begin
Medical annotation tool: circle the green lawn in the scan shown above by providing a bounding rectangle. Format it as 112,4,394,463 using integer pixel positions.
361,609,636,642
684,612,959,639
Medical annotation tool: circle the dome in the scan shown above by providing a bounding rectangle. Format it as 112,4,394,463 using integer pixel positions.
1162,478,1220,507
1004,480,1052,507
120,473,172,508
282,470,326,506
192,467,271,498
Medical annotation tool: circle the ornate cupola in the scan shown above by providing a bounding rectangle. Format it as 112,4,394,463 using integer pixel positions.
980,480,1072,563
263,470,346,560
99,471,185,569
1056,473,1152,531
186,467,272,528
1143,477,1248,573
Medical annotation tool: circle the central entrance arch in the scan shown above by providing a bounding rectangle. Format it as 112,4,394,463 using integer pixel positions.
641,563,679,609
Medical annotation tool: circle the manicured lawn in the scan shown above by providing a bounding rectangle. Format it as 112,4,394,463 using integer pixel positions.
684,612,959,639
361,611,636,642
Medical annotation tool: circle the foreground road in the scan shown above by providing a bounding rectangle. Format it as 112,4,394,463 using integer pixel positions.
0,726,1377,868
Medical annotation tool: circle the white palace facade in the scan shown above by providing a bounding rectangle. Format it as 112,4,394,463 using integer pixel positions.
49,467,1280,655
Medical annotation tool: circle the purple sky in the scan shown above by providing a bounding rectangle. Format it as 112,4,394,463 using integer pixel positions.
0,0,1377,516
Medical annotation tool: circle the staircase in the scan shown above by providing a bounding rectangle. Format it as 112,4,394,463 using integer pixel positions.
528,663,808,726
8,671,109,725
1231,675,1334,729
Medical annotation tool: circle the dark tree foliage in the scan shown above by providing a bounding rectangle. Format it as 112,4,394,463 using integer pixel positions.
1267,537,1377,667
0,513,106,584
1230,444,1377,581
end
## GOAL OF THE EXERCISE
Copy out every entry above, replacing "circle" with "outline" at each occurrence and keeping all other text unchanged.

## SOLUTION FOR THIS EXERCISE
Medical annotation tool: outline the green lawn in the scan shown above by providing a bounding rectangle. Format it as 112,4,394,463 using integer pixel positions.
361,609,636,642
684,612,959,639
Medical annotation tool: outline the dome in the scan shown above by providing a bounding rectangle. Format it as 112,4,394,463 using integer pixel positions.
1162,478,1220,507
1004,480,1052,507
120,473,172,508
282,470,326,506
192,467,271,498
Medical annotation tool: outline the ornate cupola in the scan shown above by providing a bounding rectangle. Format it as 112,4,394,463 using integer pixel positions.
980,480,1072,563
263,470,346,560
99,471,185,569
1056,473,1152,531
186,467,272,528
1143,477,1248,573
Medical annotation tool: outline the central entrance arch in the scan shown above by providing a bounding rectangle. Format it as 112,4,394,463 using integer pixel positions.
641,563,679,609
Medical annotation tool: outline the manicured lawn in the scan shown above by providing a bounding rectangle. Format it as 112,4,394,463 using integer pixel positions.
684,612,959,639
361,611,636,642
Medical annotation tool: outline the foreground road in the scan shown above by providing a bounding rectangle. Format it as 112,4,394,463 using integer pixel positions.
0,726,1377,868
Medical annotation tool: outline the white palace facade in the scan shown above by providing a bounding rectangle. Format it as 112,4,394,463 using integer pixel positions.
49,467,1280,655
Medical annotation tool: outline the purple sky in the scan shown above by providing a bounding rectangle. Format it as 112,4,394,463 using integer pixel positions.
0,0,1377,516
Medical annotation tool: outline the staircase in the scan shown above by providing a bounding rectangle. Format it as 112,4,394,463 using integer pixel positions.
528,663,808,726
8,671,109,725
1231,675,1334,729
Medical annotation tool: outline the dark tree foliage in the scan shown above by providing a bounding rectangle. Format it as 112,4,394,463 using integer pixel positions.
1267,537,1377,667
0,513,106,584
1230,444,1377,581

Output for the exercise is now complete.